I would like you to output every record below exactly, apart from the pictures.

Stored data:
Content starts

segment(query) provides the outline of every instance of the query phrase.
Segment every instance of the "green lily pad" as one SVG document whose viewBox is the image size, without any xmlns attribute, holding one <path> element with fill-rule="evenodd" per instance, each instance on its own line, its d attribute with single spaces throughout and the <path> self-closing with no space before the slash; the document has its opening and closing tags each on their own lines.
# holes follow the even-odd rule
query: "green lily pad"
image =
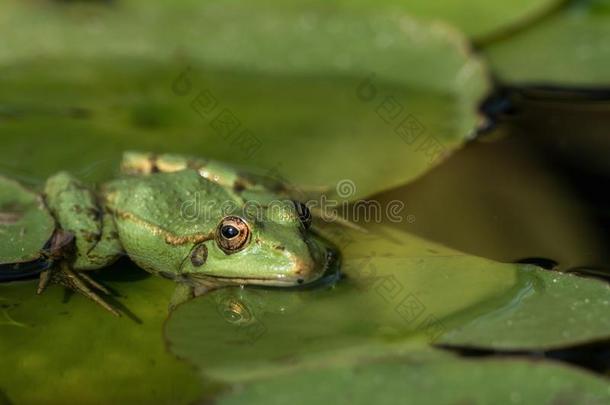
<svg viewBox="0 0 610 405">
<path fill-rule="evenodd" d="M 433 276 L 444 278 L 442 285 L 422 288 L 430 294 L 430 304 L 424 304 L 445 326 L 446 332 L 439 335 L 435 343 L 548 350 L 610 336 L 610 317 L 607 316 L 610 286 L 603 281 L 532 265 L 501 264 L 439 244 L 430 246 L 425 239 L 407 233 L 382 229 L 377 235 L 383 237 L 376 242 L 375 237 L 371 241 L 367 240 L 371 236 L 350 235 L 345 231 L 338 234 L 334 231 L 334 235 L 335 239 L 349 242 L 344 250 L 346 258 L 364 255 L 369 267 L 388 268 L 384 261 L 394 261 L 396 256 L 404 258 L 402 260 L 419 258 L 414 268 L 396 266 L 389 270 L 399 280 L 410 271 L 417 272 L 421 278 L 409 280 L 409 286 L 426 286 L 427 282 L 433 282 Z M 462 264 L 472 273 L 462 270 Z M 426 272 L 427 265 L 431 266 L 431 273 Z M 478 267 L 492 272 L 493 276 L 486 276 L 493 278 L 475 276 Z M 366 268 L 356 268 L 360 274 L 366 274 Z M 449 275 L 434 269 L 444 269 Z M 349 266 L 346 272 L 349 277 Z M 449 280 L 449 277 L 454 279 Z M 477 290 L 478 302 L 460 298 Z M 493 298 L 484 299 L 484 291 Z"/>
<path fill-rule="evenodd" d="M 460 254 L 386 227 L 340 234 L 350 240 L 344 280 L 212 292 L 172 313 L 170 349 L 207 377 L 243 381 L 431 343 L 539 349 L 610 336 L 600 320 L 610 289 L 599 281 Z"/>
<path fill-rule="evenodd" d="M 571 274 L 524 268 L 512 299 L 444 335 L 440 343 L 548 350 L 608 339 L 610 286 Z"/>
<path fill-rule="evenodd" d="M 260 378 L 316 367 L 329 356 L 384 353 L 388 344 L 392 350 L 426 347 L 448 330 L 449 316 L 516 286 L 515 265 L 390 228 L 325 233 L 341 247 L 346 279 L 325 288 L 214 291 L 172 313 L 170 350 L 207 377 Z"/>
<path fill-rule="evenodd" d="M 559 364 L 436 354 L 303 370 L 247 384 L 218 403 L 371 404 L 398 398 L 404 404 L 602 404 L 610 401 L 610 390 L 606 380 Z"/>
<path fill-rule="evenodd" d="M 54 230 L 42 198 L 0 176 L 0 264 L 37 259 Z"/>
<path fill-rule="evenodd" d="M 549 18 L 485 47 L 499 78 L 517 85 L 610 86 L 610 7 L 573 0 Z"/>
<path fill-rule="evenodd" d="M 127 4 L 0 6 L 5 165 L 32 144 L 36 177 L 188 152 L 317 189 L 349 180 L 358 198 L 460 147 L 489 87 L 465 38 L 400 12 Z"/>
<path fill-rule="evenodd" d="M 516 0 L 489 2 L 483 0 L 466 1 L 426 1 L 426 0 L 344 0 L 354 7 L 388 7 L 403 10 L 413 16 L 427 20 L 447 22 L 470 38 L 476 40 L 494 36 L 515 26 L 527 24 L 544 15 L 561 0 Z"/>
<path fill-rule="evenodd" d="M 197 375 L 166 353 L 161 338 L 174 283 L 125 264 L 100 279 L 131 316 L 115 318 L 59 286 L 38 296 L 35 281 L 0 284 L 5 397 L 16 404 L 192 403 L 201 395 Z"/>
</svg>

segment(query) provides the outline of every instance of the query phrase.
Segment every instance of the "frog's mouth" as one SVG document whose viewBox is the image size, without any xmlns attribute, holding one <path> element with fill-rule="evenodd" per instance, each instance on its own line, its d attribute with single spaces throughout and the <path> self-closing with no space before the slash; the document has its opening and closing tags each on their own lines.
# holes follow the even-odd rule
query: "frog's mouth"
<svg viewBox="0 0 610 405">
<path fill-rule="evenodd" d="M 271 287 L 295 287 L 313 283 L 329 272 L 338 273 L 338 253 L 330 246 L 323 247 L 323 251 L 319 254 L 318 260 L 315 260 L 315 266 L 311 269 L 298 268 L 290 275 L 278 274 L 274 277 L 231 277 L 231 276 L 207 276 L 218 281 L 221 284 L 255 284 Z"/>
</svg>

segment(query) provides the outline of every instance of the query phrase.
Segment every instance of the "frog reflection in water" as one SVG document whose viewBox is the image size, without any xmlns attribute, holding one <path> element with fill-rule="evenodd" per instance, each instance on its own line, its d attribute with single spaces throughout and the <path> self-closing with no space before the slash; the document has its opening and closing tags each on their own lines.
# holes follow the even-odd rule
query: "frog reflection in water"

Content ends

YOUR SOLUTION:
segment(query) provides the outline of every instance of the query phrase.
Segment every instance of the "green lily pad" as one SVG document whose viewBox is the image size, without any xmlns attribute, holding one <path> element with fill-rule="evenodd" per instance, each instance on its own line, its d attribute with single spaces throughout and the <path> self-closing with no space before the slash; the document has its opening and closing tags each on their own lines.
# holes follow the even-odd rule
query: "green lily pad"
image =
<svg viewBox="0 0 610 405">
<path fill-rule="evenodd" d="M 433 276 L 444 278 L 442 285 L 422 288 L 430 294 L 430 304 L 424 304 L 445 326 L 446 332 L 439 335 L 435 343 L 548 350 L 610 336 L 610 317 L 607 316 L 610 286 L 603 281 L 532 265 L 501 264 L 439 244 L 430 246 L 425 239 L 407 233 L 382 229 L 377 235 L 383 237 L 376 242 L 375 237 L 371 241 L 367 240 L 371 236 L 350 235 L 345 231 L 338 234 L 334 231 L 334 235 L 335 239 L 349 242 L 344 250 L 346 258 L 364 255 L 369 267 L 388 268 L 384 261 L 394 261 L 396 256 L 404 258 L 402 260 L 419 258 L 414 268 L 396 266 L 389 270 L 399 280 L 410 271 L 417 272 L 421 278 L 409 280 L 409 286 L 426 286 L 427 282 L 433 282 Z M 462 264 L 472 273 L 462 270 Z M 426 272 L 427 265 L 431 266 L 431 273 Z M 478 267 L 492 272 L 493 276 L 486 276 L 493 278 L 475 276 Z M 366 268 L 356 268 L 360 274 L 366 274 Z M 449 275 L 434 269 L 444 269 Z M 349 266 L 346 272 L 349 277 Z M 449 280 L 449 277 L 454 279 Z M 477 290 L 478 302 L 460 298 Z M 493 298 L 484 299 L 484 291 Z"/>
<path fill-rule="evenodd" d="M 460 254 L 386 227 L 340 234 L 350 240 L 344 280 L 212 292 L 172 313 L 170 349 L 207 377 L 243 381 L 431 343 L 539 349 L 610 336 L 600 320 L 610 289 L 599 281 Z"/>
<path fill-rule="evenodd" d="M 571 274 L 524 268 L 512 299 L 444 335 L 440 343 L 548 350 L 608 339 L 610 286 Z"/>
<path fill-rule="evenodd" d="M 260 378 L 316 367 L 329 356 L 384 353 L 388 344 L 392 350 L 426 347 L 448 330 L 449 316 L 516 286 L 515 265 L 390 228 L 325 233 L 341 247 L 346 279 L 325 288 L 214 291 L 172 313 L 170 350 L 207 377 Z"/>
<path fill-rule="evenodd" d="M 559 364 L 436 354 L 303 370 L 247 384 L 218 403 L 371 404 L 398 398 L 404 404 L 602 404 L 610 401 L 610 390 L 606 380 Z"/>
<path fill-rule="evenodd" d="M 54 230 L 42 198 L 0 176 L 0 264 L 37 259 Z"/>
<path fill-rule="evenodd" d="M 549 18 L 485 47 L 499 78 L 517 85 L 610 86 L 610 7 L 573 0 Z"/>
<path fill-rule="evenodd" d="M 127 4 L 0 6 L 5 165 L 32 144 L 36 177 L 188 152 L 317 189 L 349 180 L 358 198 L 460 147 L 489 87 L 465 38 L 400 12 Z"/>
<path fill-rule="evenodd" d="M 516 0 L 489 2 L 483 0 L 466 1 L 426 1 L 426 0 L 344 0 L 354 7 L 388 7 L 403 10 L 413 16 L 427 20 L 447 22 L 470 38 L 476 40 L 494 36 L 515 26 L 527 24 L 544 15 L 561 0 Z"/>
<path fill-rule="evenodd" d="M 197 375 L 166 353 L 161 338 L 174 283 L 125 264 L 100 279 L 131 316 L 115 318 L 59 286 L 38 296 L 35 281 L 0 284 L 5 397 L 16 404 L 192 403 L 201 395 Z"/>
</svg>

segment(query) provides the outline of every instance of the query phrase.
Segment every instance of the "frog's mouth" as one SVG document whose viewBox is the image size, without any xmlns attribute, holding one <path> element with fill-rule="evenodd" per instance, each instance on its own line, its d attribute with single spaces throughout and the <path> self-closing with no space before the slash; the document has its opening and closing tags each on their own lines.
# holes follow the even-odd rule
query: "frog's mouth"
<svg viewBox="0 0 610 405">
<path fill-rule="evenodd" d="M 271 287 L 295 287 L 313 283 L 329 272 L 338 273 L 338 253 L 330 246 L 323 247 L 323 251 L 319 254 L 318 260 L 315 260 L 315 266 L 311 269 L 298 268 L 290 275 L 278 274 L 274 277 L 231 277 L 231 276 L 207 276 L 218 281 L 221 284 L 255 284 Z"/>
</svg>

segment(query) provides the outline of every instance of the query phrase.
Segment every instance of the "frog reflection in water" as one SVG document whose viewBox is the image size, without any xmlns attribute, holding one <path> element with fill-rule="evenodd" per instance, each instance on its own line, its d attribute with single spaces throughout and the <path> self-closing with no space before the slash; the document has its opening and closing tags each on their own lines.
# holes follow the even-odd rule
query: "frog reflection in water"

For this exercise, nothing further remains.